**Aim of the exercise:** In the records, take the part that opens with the line containing "Mark one point on each instance of the black dog" and closes with the line containing "[(539, 618)]". Write it out again with "black dog nose" changed to "dog's black nose" and nothing else altered, and return only those lines.
** start of Provided material **
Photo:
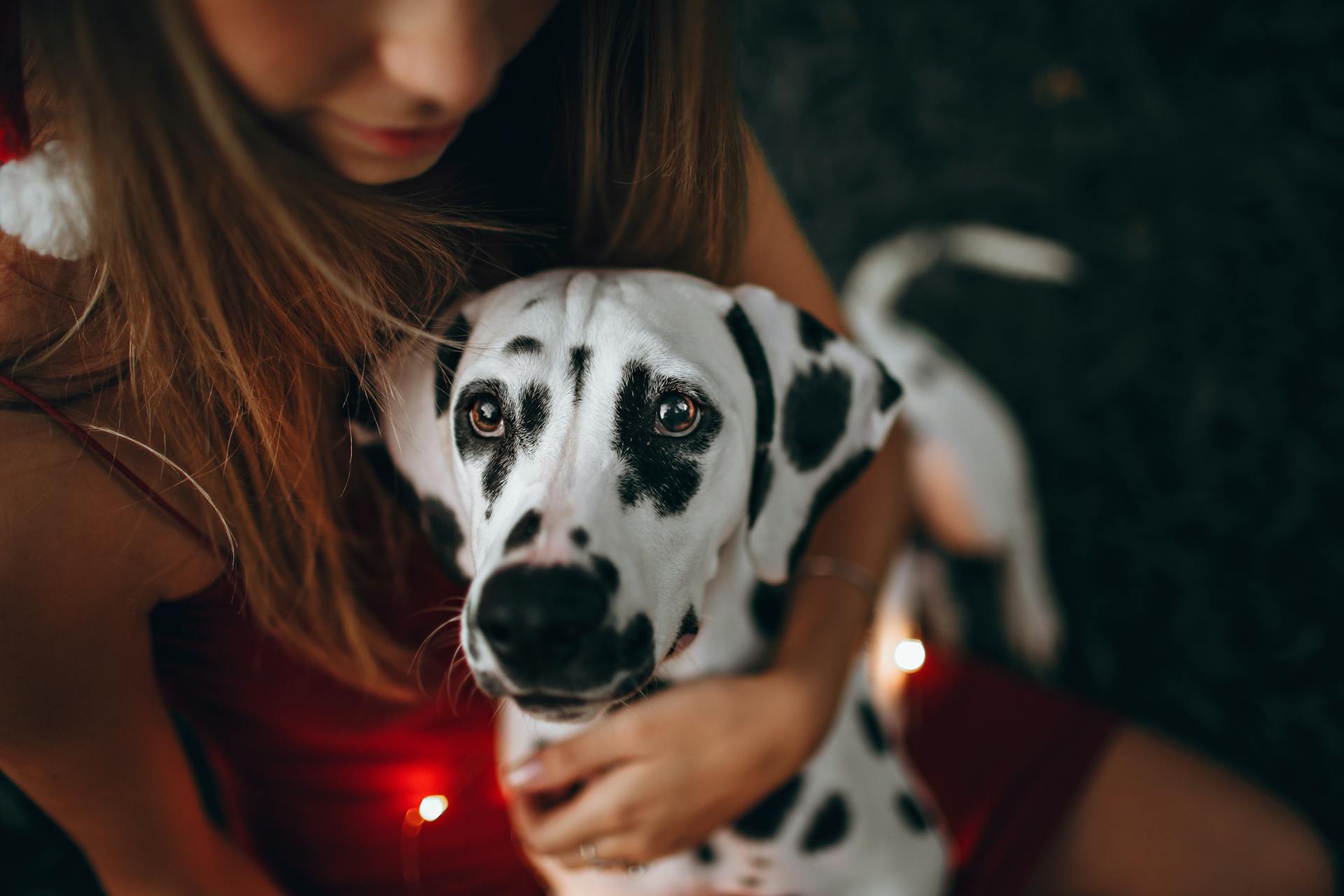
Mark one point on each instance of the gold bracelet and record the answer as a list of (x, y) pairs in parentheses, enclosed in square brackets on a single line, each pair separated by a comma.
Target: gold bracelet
[(828, 567)]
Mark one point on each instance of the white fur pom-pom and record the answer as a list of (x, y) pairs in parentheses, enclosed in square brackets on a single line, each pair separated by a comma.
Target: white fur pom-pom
[(43, 202)]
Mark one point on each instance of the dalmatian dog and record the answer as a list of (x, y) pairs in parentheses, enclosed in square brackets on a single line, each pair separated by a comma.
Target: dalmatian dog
[(967, 447), (626, 465)]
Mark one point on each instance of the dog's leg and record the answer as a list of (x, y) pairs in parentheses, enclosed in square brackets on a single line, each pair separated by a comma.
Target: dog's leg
[(940, 606), (1030, 615)]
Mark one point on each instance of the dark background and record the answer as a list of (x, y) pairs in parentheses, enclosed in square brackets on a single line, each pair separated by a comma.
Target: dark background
[(1184, 403)]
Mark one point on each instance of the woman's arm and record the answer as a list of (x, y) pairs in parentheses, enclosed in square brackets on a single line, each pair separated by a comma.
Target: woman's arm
[(83, 727), (830, 615)]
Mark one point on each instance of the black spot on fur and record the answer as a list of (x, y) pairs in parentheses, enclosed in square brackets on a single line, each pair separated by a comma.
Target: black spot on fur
[(872, 727), (755, 358), (606, 574), (690, 628), (890, 391), (764, 820), (445, 536), (813, 333), (523, 346), (536, 407), (523, 531), (664, 470), (690, 624), (580, 358), (502, 451), (769, 606), (911, 814), (815, 414), (830, 491), (828, 827), (448, 358)]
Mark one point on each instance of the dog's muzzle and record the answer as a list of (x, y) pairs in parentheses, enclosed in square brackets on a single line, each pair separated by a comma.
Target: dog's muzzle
[(550, 630)]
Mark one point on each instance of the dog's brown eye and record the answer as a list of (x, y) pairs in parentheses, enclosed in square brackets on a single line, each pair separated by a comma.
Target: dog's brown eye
[(487, 418), (676, 415)]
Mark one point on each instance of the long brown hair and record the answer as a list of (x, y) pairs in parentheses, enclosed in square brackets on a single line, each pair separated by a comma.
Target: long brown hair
[(237, 284)]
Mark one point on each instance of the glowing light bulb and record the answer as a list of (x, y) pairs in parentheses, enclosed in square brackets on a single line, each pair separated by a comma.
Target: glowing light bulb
[(433, 806), (909, 654)]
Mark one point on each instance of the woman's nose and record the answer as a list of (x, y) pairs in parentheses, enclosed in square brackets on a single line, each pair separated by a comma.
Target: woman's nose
[(447, 52)]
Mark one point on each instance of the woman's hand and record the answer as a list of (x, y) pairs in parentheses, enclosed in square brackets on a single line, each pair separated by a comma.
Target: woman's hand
[(657, 777)]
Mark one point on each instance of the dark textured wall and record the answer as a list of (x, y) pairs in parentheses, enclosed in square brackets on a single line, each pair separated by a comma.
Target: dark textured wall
[(1184, 405)]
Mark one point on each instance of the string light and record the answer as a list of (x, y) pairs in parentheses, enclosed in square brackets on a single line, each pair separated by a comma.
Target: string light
[(433, 806), (909, 654)]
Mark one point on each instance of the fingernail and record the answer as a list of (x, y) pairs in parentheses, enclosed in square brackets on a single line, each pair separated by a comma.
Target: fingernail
[(524, 774)]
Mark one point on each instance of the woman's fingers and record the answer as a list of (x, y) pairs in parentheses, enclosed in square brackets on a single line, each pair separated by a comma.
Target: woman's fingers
[(603, 808), (561, 764)]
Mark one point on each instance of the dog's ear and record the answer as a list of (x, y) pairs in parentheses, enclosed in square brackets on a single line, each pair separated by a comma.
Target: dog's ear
[(406, 440), (823, 412)]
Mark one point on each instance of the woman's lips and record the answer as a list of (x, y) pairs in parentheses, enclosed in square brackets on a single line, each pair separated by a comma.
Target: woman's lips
[(402, 143)]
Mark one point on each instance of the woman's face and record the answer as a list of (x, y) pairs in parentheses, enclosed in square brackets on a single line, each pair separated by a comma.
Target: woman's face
[(377, 88)]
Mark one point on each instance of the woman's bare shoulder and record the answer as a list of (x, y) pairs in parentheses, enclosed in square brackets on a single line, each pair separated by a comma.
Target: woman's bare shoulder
[(74, 531)]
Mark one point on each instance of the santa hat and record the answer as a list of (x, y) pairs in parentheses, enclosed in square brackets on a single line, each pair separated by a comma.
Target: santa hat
[(43, 195)]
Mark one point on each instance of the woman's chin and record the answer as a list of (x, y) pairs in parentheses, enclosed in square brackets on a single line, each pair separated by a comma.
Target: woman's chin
[(375, 171)]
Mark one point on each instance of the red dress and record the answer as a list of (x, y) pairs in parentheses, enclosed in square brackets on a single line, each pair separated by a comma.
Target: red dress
[(319, 778)]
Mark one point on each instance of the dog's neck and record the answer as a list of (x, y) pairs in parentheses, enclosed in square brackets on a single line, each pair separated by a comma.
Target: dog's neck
[(729, 641)]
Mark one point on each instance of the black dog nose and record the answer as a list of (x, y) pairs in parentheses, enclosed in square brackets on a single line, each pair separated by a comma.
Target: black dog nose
[(539, 618)]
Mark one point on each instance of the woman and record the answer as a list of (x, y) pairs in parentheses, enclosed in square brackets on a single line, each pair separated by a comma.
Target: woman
[(280, 192)]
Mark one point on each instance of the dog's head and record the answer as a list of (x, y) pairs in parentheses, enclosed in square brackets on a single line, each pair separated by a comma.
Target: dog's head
[(601, 435)]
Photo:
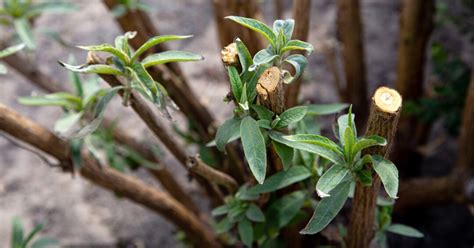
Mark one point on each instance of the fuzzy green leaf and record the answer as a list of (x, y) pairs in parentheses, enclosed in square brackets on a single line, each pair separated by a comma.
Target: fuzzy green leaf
** end of Provided material **
**Response to this task:**
Mark one point on each instance of the dog's black nose and record the answer as a list of (x, y) pairs in parentheses, enclosed in square brackets on a single line, each pair separated by a comma.
Target: dog's black nose
[(539, 618)]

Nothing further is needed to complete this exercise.